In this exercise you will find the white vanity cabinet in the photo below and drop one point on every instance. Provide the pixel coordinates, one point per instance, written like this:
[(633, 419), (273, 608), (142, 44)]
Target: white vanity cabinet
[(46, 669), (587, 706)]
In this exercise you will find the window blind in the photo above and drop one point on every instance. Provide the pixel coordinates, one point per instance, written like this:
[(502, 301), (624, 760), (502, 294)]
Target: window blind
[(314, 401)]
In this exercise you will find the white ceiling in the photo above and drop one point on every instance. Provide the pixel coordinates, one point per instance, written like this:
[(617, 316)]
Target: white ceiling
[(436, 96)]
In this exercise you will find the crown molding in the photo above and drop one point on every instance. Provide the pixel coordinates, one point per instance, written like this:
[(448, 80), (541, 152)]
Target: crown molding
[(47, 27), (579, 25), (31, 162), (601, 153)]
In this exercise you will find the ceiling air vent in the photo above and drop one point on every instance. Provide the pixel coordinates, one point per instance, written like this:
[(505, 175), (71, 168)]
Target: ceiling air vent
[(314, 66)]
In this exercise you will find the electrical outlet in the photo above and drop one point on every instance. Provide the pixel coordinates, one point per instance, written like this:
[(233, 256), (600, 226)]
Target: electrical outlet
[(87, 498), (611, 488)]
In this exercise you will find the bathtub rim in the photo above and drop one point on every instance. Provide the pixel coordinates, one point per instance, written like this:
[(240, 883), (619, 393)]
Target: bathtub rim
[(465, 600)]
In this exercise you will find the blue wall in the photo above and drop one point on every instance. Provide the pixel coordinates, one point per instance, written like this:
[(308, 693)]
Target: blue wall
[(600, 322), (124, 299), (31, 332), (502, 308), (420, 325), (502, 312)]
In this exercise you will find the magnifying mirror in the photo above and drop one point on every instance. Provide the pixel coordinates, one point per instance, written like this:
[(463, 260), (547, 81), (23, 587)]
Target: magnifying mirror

■ ■ ■ ■

• Task prompt: Arrange every line from the one containing "In this exercise you will find the ceiling" down to the end of the items as a numbered list, leaving out blank lines.

• Right answer:
1. In this exercise you will find the ceiling air vent in the photo above and drop one point on every instance. Provide the pixel coordinates, one point per instance, written like this:
2. [(505, 175), (71, 168)]
3. Target: ceiling air vent
4. [(314, 66)]
5. In this exercise you will find the electrical outlet in the photo above and drop one point on every instance. Provide the pixel coordinates, one point per instance, written like this:
6. [(233, 256), (600, 226)]
7. Target: electrical outlet
8. [(87, 498), (611, 488)]
9. In this exercise you will find the bathtub rim in the photo above and drop one point on every instance. Provide the pixel coordinates, one point per instance, written like this:
10. [(240, 883), (619, 393)]
11. Target: bathtub rim
12. [(465, 600)]
13. In this exercise you will find the blue wall in the photo above and drop one point on every instance. Provide the pixel coordinates, one point per instance, written like this:
14. [(308, 693)]
15. Target: blue wall
16. [(600, 322), (124, 299), (31, 332), (502, 308), (420, 325), (502, 312)]
17. In this exercise you will find the magnifying mirror in the photo above and drop one point on every instance. Provide the pixel coordinates, one point per instance, written like this:
18. [(463, 260), (547, 81), (23, 587)]
19. Target: magnifying mirror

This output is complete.